▸ Texte fourni:
Le guitariste Serge Teyssot-Gay et le violoncelliste Gaspar Claus prolongent le chant de la joueuse de biwa Kakushin Nishihara. Des fantômes traversent le pont quantique dressé entre le Japon millénaire et l'underground tokyoïte. Le crâne rasé aux tatouages zébrés, la récitante ressemble à l'héroïne d'un blockbuster sur la fin du monde. Mais le Kintsugi, qui donne son nom au trio, est la renaissance d'un objet brisé, réparé avec une laque saupoudrée d'or, et Minamoto no Yoshitsune, qui donne son nom à l'album, est un général samouraï (1159-1189) des périodes Heian et Kamakura. La voix sépulcrale vibre comme les cinq cordes du luth à manche court, tranchante, glissante, marquante. Je ne comprends pas le japonais, mais l'épopée évoque une bataille, la tempête, la traversée d'une montagne et la mort de Yoshitsune dont la tête finira exposée. Les cordes pincées et frottées par les deux acolytes de Kakushin Nishihara nous plongent à la fois dans la modernité et dans le fantasme d'un Japon d'estampes auxquelles les films de Mizoguchi et Kurosawa ont donné le mouvement. Pourtant tout semble figé, immuable, éternel, avec le paradoxe d'une terrible fragilité, à la chute inéluctable. Tsugu signifie réparer, relier, transmettre, valoriser, ce que fait le trio en spectacle et sur ce CD aux inflexions magiques.

▸ Extrait des données:
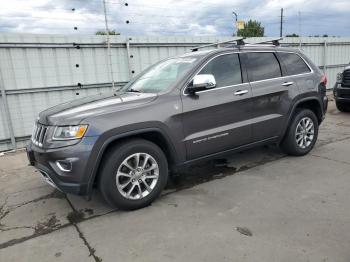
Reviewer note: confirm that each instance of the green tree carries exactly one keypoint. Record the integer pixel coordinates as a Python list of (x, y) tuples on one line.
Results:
[(252, 28), (111, 32), (292, 35)]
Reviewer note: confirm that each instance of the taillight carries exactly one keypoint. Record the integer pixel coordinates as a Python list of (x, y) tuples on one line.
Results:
[(323, 85)]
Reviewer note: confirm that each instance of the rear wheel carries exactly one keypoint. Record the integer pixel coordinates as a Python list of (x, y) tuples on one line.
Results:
[(343, 107), (302, 133), (133, 174)]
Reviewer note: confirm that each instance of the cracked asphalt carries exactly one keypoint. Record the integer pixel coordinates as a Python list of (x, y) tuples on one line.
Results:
[(257, 205)]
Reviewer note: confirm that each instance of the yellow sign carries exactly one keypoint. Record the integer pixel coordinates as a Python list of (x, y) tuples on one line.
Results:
[(240, 24)]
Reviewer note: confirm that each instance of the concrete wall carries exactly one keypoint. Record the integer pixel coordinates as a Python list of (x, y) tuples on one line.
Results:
[(39, 71)]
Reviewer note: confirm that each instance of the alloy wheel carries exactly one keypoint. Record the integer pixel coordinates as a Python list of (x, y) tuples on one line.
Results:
[(305, 132), (137, 176)]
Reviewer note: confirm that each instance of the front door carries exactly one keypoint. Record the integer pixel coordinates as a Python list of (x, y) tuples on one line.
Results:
[(216, 120), (271, 94)]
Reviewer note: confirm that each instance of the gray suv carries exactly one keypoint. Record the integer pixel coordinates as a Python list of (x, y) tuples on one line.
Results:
[(181, 110)]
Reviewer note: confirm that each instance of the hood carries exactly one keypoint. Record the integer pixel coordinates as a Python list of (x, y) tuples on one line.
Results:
[(72, 113)]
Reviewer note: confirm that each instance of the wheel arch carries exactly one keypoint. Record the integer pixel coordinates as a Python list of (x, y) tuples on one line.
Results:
[(155, 135), (311, 103)]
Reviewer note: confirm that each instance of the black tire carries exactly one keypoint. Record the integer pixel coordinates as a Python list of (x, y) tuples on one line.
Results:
[(343, 107), (289, 144), (113, 161)]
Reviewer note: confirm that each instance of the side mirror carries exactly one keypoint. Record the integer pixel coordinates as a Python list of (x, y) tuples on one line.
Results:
[(201, 82)]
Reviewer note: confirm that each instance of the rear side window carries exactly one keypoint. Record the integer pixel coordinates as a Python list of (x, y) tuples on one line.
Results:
[(263, 66), (226, 69), (294, 63)]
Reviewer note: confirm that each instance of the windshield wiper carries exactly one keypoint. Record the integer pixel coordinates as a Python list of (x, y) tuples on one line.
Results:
[(133, 91)]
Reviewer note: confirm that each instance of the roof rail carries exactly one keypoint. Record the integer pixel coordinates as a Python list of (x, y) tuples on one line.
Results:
[(239, 41), (274, 41)]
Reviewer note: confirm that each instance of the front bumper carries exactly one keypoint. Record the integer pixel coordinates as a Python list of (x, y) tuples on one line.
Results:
[(341, 94), (49, 162)]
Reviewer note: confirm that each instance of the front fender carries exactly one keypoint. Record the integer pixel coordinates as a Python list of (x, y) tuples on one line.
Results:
[(112, 135)]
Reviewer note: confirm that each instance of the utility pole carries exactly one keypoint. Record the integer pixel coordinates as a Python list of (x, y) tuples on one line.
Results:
[(108, 43), (299, 25), (281, 25), (236, 16)]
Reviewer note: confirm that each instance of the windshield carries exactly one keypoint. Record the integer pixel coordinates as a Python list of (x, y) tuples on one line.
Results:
[(161, 76)]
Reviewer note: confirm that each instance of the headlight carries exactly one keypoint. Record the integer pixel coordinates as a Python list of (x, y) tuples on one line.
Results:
[(69, 132)]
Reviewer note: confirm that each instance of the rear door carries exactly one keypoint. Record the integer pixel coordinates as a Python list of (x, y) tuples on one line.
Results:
[(217, 119), (272, 94)]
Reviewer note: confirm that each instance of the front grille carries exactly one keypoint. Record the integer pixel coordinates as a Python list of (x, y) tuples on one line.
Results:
[(39, 134), (346, 78)]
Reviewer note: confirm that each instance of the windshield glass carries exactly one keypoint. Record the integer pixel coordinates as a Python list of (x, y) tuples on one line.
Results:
[(161, 76)]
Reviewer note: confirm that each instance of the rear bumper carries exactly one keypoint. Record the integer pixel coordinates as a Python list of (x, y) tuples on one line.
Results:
[(341, 94), (73, 180)]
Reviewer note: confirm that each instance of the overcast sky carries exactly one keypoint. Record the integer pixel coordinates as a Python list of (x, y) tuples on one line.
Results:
[(168, 17)]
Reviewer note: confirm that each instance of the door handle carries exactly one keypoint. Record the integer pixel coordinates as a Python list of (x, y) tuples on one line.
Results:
[(240, 92), (288, 83)]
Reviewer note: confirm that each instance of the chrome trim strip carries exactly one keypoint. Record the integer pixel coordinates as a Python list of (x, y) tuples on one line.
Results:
[(242, 52)]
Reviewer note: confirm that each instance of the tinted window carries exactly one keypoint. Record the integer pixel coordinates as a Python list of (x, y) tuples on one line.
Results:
[(226, 69), (263, 66), (294, 63)]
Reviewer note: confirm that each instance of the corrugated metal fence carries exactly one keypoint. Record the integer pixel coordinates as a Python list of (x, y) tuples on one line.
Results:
[(39, 71)]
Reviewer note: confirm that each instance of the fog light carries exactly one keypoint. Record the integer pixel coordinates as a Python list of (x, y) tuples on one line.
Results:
[(64, 165)]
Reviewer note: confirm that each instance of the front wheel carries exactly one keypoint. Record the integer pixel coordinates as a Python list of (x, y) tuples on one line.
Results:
[(302, 133), (133, 174)]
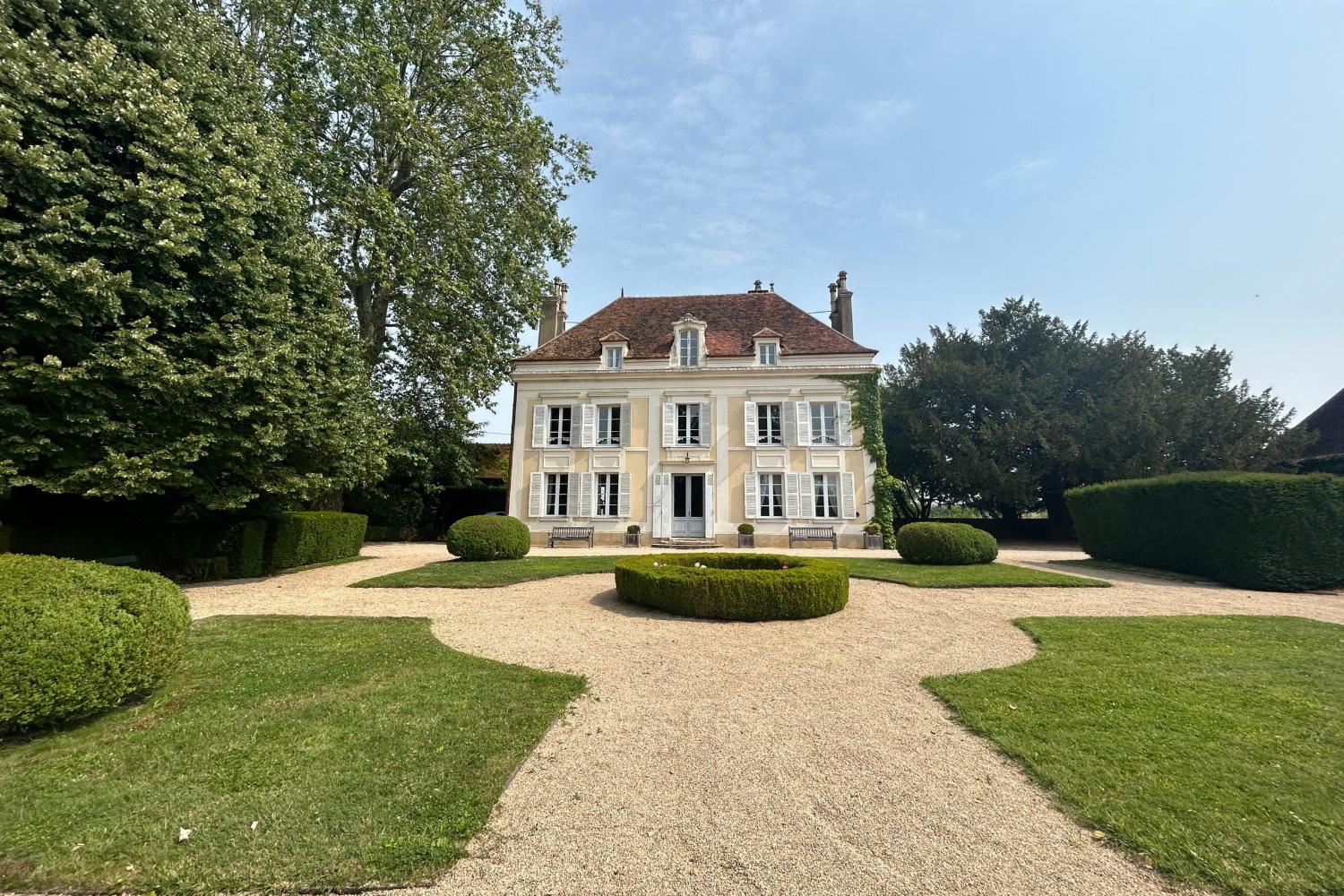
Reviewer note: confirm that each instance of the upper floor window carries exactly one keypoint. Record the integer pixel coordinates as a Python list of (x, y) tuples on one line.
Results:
[(687, 424), (824, 424), (559, 425), (688, 349), (609, 425), (769, 425)]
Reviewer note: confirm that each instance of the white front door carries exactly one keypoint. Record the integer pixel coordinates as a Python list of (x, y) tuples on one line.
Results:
[(688, 505)]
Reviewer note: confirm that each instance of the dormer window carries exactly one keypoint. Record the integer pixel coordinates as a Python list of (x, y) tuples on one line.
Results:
[(688, 349)]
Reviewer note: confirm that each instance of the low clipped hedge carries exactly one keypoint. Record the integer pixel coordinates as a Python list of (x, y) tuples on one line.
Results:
[(945, 544), (300, 538), (1265, 530), (488, 538), (749, 587), (80, 637)]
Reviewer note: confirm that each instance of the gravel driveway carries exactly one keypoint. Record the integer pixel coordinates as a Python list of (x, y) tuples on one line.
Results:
[(747, 758)]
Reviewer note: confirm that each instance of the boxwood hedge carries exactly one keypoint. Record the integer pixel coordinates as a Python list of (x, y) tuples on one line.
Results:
[(945, 544), (749, 587), (80, 637), (1268, 530), (488, 538), (300, 538)]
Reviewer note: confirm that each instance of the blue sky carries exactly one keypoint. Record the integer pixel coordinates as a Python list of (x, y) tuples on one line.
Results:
[(1168, 167)]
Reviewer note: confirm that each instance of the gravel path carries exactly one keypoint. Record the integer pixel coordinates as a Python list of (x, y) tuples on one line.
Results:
[(762, 758)]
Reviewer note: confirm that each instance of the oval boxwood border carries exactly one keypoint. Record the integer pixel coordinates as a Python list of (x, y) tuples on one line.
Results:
[(746, 587)]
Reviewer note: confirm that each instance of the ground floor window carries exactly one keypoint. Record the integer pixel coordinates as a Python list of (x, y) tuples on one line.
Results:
[(825, 489), (771, 493), (556, 495), (607, 493)]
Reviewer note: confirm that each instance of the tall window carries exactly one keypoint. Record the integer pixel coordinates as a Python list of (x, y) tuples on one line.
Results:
[(769, 430), (609, 425), (556, 495), (688, 349), (687, 424), (607, 493), (561, 418), (824, 424), (825, 487), (771, 493)]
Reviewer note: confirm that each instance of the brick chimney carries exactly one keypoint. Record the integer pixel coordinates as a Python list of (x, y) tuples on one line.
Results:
[(841, 306), (554, 314)]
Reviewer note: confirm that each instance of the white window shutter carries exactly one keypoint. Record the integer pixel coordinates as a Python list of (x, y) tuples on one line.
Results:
[(803, 419), (588, 425), (535, 495), (709, 504), (623, 506), (844, 424), (538, 426), (668, 425), (847, 495)]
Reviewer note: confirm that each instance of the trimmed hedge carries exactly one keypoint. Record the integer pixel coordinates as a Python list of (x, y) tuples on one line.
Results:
[(945, 544), (1265, 530), (298, 538), (78, 637), (749, 587), (488, 538)]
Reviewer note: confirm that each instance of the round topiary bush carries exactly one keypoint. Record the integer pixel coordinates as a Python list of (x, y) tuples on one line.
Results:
[(749, 587), (488, 538), (80, 637), (945, 544)]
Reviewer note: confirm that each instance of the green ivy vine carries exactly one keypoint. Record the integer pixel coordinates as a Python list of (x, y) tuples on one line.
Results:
[(866, 401)]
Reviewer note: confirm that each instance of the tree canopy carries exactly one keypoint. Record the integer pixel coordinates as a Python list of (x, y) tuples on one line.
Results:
[(171, 325), (1007, 418), (430, 175)]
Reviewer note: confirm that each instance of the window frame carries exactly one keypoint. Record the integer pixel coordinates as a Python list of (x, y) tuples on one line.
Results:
[(825, 490), (609, 411), (559, 416), (763, 435), (556, 495), (683, 425), (610, 505), (769, 495)]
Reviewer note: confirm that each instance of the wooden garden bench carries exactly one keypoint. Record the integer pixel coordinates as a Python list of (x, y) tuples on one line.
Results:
[(812, 533), (570, 533)]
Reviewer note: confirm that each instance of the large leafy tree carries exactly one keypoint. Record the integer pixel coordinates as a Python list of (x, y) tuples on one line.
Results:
[(169, 324), (432, 177), (1010, 417)]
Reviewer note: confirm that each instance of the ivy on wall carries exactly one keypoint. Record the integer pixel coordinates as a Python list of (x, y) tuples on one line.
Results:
[(866, 400)]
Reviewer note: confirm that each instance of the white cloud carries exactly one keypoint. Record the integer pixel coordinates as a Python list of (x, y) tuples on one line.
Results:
[(1023, 168)]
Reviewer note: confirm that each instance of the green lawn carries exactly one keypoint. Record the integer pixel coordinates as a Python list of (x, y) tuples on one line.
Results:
[(366, 751), (461, 573), (986, 575), (1212, 745)]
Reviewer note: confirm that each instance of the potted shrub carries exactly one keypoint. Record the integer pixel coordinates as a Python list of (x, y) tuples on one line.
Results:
[(873, 536)]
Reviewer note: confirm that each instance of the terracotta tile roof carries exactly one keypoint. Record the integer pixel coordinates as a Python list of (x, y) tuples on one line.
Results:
[(731, 320), (1328, 419)]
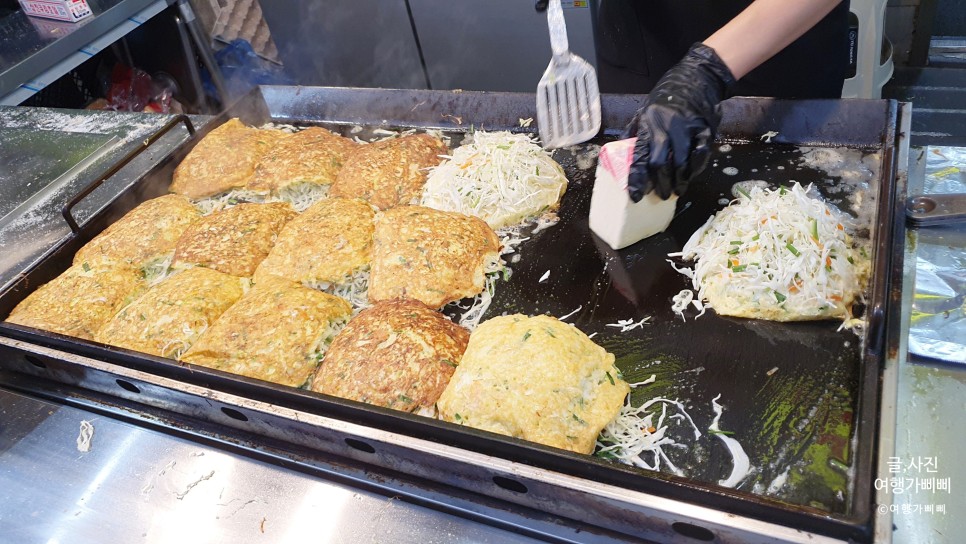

▸ Liste des tâches:
**1)** Selon le texte fourni, que signifie le mot « Tsugu » ?
**2)** Mettez en liste numérotée les lignes des entrées situées entre celle qui contient « Reviewer note: confirm that each instance of the side » et celle qui contient « [(263, 66), (226, 69), (294, 63)] », ces deux lignes incluses, en omettant les lignes vides.

▸ Résultats obtenus:
**1)** Tsugu signifie réparer, relier, transmettre, valoriser.

**2)**
1. Reviewer note: confirm that each instance of the side mirror carries exactly one keypoint. Record the integer pixel coordinates as a Python list of (x, y) tuples on one line.
2. Results:
3. [(201, 82)]
4. Reviewer note: confirm that each instance of the rear side window carries exactly one keypoint. Record the integer pixel coordinates as a Python list of (x, y) tuples on one line.
5. Results:
6. [(263, 66), (226, 69), (294, 63)]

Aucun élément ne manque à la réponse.